** 作業内容 **
フリーランス医師の勤務先についての文章を、最後の文の続きから書き進めよ。

テレビのニュースでは医師不足にまつわる特集がやたらと多くなってきました。なぜでしょう、キャスターやコメンテーターのコメントにイラッとします。。

フリーランス医師についても色々述べてきましたが、雲行きが怪しくなってきたということは前回記事にしました。4月からの診療報酬改定では後期高齢者制度導入や看護師10:1見直しなど医療機関も計算するべきこと多くなり大変でしょう。もちろん、計算すべきことに医師人件費も含まれていることは言うまでもありません。

フリーランス医師とはある特定の医療機関に所属することなしに、非常勤契約を複数することで収入を得ている医師のことです。そこには当然、勤務先ポートフォリオが存在するわけですが、それぞれの勤務先のリスクとリターンはどうなっているのでしょう。
・健診業務
・病院一般外来
・クリニック一般外来
・病院専門外来
・クリニック専門外来
他にも分類の仕方はたくさんありそうですが、簡便にします。今回の対象はすべて非常勤です。

昨今ダンピングがすすむ健診業務。これは言わば誰でもできる業務であり単純に勤務時間をお金に換えているだけです。空いた時間に主婦のパート感覚で入れるか、季節モノなので短期集中的に勤務するか、あるいは健診センターのようなものは定期非常勤という勤務形態になるのでしょう。
いずれにしても誰でもできるのでニーズも多く、相対的に報酬下落傾向にある業務です。

一般外来に関しては内科でも外科でもいいのですが、基本的に初期診療をします。実はこれは非常に能力を問われる業務であると思われます。風邪なんかが多いわけですが、中には精査を要する症状も多く含まれます。症候学あるいは鑑別診断学に精通している必要があります。でもそんなことを考えている人は少なく、何となく行われている業務形態です。病院にしてもクリニックにしてもそれなりに供給の多い業務でありますが、ほぼ誰でもできるので比較的単価が安い傾向があるようです。

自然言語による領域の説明
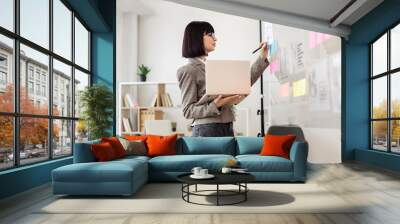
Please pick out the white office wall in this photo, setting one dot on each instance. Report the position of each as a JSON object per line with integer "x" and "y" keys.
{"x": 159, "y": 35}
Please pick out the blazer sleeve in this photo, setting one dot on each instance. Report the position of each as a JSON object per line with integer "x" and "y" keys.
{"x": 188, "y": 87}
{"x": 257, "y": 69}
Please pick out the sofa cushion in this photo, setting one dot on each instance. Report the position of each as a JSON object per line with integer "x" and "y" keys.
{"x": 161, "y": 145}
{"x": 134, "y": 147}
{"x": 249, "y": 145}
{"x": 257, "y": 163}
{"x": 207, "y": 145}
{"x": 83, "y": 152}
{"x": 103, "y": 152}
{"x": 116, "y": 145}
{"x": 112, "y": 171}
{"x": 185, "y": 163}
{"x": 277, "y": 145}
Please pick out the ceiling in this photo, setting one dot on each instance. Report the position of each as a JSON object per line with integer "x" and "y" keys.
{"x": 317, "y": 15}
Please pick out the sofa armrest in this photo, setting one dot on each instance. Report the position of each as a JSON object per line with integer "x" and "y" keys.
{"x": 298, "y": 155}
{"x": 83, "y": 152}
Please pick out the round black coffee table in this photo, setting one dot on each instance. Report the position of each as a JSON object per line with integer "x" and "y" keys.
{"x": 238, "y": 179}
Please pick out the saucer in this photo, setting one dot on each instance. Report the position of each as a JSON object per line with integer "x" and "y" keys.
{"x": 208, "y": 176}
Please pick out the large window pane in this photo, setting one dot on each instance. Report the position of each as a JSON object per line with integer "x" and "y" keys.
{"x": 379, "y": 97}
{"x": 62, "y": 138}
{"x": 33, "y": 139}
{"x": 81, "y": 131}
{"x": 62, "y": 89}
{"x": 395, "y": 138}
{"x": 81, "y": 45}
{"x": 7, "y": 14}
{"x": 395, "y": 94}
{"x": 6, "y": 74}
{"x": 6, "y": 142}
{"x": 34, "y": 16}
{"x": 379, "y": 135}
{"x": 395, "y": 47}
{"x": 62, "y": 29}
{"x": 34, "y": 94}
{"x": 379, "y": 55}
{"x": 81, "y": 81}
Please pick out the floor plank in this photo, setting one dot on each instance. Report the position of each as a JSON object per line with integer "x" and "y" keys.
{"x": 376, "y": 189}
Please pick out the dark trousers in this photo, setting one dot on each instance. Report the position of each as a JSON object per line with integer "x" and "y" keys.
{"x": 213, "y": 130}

** 作業結果 **
専門外来はある特定の領域を専門に診るための外来です。脳神経・耳鼻咽喉・皮膚・眼・循環器・呼吸器・消化器・糖尿病・内分泌・アレルギー・泌尿器・産婦人・小児など、まぁやたらと細分化されているのが現代医療の特徴です。専門外来のニーズは必然的に有病率の多い疾患群を診る科目が多くなるということになります。高齢化に伴い脳血管疾患、心血管疾患、悪性腫瘍が多くなるわけですが、悪性腫瘍は外来治療のみというわけにいかないことが多いので多くは病院管理で、ベッドフリーのフリーランス医師がみることは少ないでしょう。脳血管疾患は急性期は入院するので脳梗塞後の患者さんが多くなります。しかし日本では何故かstroke(特にinfarction)は誰でも診る風潮があります。この中で心血管疾患については最も専門性が高く見積もられることが多いのかもしれません。殊に不整脈を苦手とする医師は内科医にも多く、心房細動ひとつとっても治療内容は厳しいものがあります。
医師不足の中心にあるとされる産婦人科・小児科はニーズは多いでしょうが、フリーランスでやっている医師は少ないでしょう。内分泌科や泌尿器科はそもそもニーズが少ないでしょう。
何が言いたいのか、つまりリスクは有病率の高い疾患群を診る科目で低い傾向にあり、しかし現状では専門性が高いほどリターンが大きいかというとそうでもないという傾向にありそうです(特殊技能など付加価値を見出されれば高額契約可)。これらのことはデータに基づいたものではなくあくまで主観的です。そう、ほぼ全てが主観的です。
ここでいうリスクとは訴訟リスクではなく、フリーランス特有の首切られリスクです。

何だか話がパッとしません。
AM4時だからでしょう。カラスが鳴いています。

いったん仕切りなおします。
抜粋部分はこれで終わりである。